SHORT EXERCISE: Every line below is to be quoted exactly, with nothing added or dropped.

[RAW RECORDS start]

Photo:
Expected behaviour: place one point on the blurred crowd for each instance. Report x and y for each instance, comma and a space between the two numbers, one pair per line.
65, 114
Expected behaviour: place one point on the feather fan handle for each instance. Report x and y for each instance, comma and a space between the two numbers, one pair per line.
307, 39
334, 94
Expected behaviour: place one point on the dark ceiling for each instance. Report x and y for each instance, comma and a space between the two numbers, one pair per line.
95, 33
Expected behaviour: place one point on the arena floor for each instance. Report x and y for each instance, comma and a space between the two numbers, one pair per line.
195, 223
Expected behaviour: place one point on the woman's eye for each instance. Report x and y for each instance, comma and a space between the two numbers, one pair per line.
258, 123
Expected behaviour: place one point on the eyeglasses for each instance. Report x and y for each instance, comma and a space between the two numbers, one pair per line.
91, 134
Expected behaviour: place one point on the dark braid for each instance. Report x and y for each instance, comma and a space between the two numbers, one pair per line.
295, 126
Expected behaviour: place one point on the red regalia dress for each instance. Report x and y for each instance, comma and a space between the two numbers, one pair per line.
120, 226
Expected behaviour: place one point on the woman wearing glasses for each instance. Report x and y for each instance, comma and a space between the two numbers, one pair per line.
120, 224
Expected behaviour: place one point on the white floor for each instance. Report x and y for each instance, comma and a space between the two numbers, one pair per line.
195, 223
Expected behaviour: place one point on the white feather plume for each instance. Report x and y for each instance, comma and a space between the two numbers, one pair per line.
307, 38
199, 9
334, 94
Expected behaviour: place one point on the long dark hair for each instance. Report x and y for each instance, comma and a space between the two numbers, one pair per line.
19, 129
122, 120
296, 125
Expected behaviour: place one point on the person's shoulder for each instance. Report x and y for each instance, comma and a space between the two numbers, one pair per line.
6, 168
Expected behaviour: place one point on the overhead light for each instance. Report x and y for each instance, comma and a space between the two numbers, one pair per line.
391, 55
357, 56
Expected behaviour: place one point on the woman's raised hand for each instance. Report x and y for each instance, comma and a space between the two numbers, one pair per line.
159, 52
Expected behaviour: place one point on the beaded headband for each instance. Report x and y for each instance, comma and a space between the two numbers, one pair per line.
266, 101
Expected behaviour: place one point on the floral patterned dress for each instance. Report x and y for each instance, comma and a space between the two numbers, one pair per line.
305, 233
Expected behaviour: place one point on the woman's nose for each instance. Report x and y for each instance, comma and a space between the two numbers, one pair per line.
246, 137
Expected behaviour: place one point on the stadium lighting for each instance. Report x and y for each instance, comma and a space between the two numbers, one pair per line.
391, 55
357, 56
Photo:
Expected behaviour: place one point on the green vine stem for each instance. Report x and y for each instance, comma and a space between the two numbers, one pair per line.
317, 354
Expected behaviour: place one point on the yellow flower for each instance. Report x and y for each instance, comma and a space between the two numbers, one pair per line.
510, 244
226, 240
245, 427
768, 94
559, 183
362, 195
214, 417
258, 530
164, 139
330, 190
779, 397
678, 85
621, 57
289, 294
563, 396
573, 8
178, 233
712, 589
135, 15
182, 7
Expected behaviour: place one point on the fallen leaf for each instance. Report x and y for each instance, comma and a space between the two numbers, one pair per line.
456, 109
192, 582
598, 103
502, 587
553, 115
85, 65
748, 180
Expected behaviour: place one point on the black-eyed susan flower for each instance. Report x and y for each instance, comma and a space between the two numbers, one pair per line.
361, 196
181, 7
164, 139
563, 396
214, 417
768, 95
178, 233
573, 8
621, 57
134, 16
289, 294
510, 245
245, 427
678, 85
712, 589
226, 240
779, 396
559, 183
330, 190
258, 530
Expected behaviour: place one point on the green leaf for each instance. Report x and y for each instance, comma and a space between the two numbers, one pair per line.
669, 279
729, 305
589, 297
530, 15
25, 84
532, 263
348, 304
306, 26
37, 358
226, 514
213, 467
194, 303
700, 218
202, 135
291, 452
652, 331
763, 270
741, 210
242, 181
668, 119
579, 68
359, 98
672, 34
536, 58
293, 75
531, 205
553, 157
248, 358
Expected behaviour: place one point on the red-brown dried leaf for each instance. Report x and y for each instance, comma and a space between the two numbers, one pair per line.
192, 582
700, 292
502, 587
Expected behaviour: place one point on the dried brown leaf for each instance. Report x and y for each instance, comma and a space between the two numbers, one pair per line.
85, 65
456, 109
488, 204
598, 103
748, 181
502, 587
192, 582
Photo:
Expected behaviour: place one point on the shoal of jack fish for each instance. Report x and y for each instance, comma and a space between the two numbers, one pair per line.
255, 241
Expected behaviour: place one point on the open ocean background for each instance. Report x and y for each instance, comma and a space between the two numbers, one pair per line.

[RAW RECORDS end]

SOLUTION:
Photo:
Expected behaviour: place one point on the blurred crowd for each instance. Report x and y for each instance, comma and a space between the two numbers, one pair per line.
65, 114
Expected behaviour: place one point on the feather fan handle for each instance. Report x and y for each instance, comma and a space between the two numbers, one pair per line.
307, 39
334, 94
Expected behaviour: place one point on the dark ceiling for each instance. Report x and y for each instance, comma and a space between the two numbers, one pair per line.
95, 33
Expected behaviour: place one point on the arena floor for each instance. Report x and y for each instance, comma and a space between the two numbers, one pair per line.
195, 223
Expected behaviour: place one point on the woman's eye for each instance. Report x and y for each instance, comma and a space between the two numbers, one pair per line.
258, 123
Expected behaviour: place one point on the eyeglasses for each instance. Report x and y for each instance, comma and a space between the two numbers, one pair per line.
91, 134
Expected behaviour: place one point on the dark braid for each instance. Report x and y for each instance, comma and a space between the two numbers, one pair per line.
295, 126
Expected behaviour: place one point on the red regalia dress for each instance. Report x and y for each instance, comma and a space between the two numbers, one pair per line.
120, 226
Expected behaviour: place one point on the woman wearing glasses for each instance. Report x and y for each instance, comma and a space between the two numbers, one pair per line.
120, 224
Expected behaviour: place one point on the white floor for each instance. Report x and y for each instance, comma and a space between the two numbers, one pair per line.
195, 223
Expected behaviour: place one point on the white feather plume for each instance. Report x and y for each instance, comma and a space between the two numbers, one pair per line.
307, 38
199, 9
334, 94
Expected behaviour: place one point on the long dark hair for each instance. Report x and y for each instance, comma and a space between the two numbers, one pair per line.
19, 129
122, 120
296, 125
Expected behaviour: place one point on the person's shoulder for each instance. Report x and y for each instance, comma and a space between the two numbers, one pair per line.
6, 168
Expected behaviour: place one point on the overhead light for each instance. Report x and y for each instance, comma and a space between the two numbers, one pair per line.
391, 55
357, 56
Expected behaviour: place one point on the woman's raised hand for each instance. Report x and y for each instance, comma and a space between the two numbers, one pair per line.
159, 52
Expected behaviour: place one point on the beaded headband for each instance. Report x and y for each instance, comma and a space between the two numbers, one pair per line.
266, 101
Expected behaviour: place one point on the floral patterned dress for each instance. Report x and y for each instance, comma and a space between the two numbers, one pair per line.
305, 233
Expected behaviour: place one point on the woman's nose for each instance. Report x and y for each instance, comma and a space between the two numbers, one pair per line.
246, 137
Expected behaviour: place one point on the stadium lighting for each instance. Report x and y for each instance, comma and a space between the two numbers, one pair per line.
391, 55
357, 56
Photo:
Expected behaviour: place one point on the green vine stem for each instance. Report x and y for each instance, comma and a space between the two numbers, one pair per line.
317, 354
Expected behaviour: place one point on the yellow flower for each instance. Report x and y for each instance, comma and a space between the two numbers, one pair per line.
510, 244
226, 240
245, 427
768, 94
559, 183
362, 195
214, 417
258, 530
164, 139
330, 190
779, 397
678, 85
621, 57
289, 294
563, 396
573, 8
178, 233
712, 589
135, 15
182, 7
Expected behaviour: place one point on the fallen leaf for each instance. Report x and y for each instance, comma and a space between the two numbers, one pair per line.
456, 109
192, 582
598, 103
502, 587
553, 115
85, 65
748, 180
Expected behaviour: place one point on the black-eyed susan flower for each instance. Report x and y for each instance, comma and a space between the two numbers, one pair per line.
361, 196
181, 7
164, 139
563, 396
214, 417
768, 95
178, 233
573, 8
621, 57
134, 16
289, 294
510, 245
245, 427
678, 85
712, 589
226, 240
779, 396
559, 183
330, 190
258, 530
Expected behaviour: place one point on the green leaf for each instance. Report x and y for each instance, comma and a space between the two numbers, one pair per line.
669, 279
729, 305
589, 297
530, 15
25, 84
532, 263
348, 304
306, 26
37, 358
226, 514
213, 467
194, 303
700, 218
202, 135
291, 452
652, 331
763, 270
741, 210
242, 181
668, 119
579, 68
359, 98
672, 34
536, 58
293, 75
531, 205
553, 157
248, 358
Expected behaviour: place one point on the red-brown dried leaf for each instance. Report x and y for each instance, comma and a space between the two numbers, one pair per line.
192, 582
700, 292
502, 587
Expected behaviour: place one point on the dried brown leaf for each instance. Report x and y for each instance, comma and a space between the two numbers, one pair per line.
85, 65
456, 109
488, 204
598, 103
748, 181
502, 587
192, 582
Photo:
Expected behaviour: place one point on the shoal of jack fish for each instance. Report x and y for each instance, comma and a space between the two numbers, one pair per line.
255, 241
Expected behaviour: place one point on the open ocean background for each instance. Report x and y for each instance, comma and a space between the two numbers, one pair per line.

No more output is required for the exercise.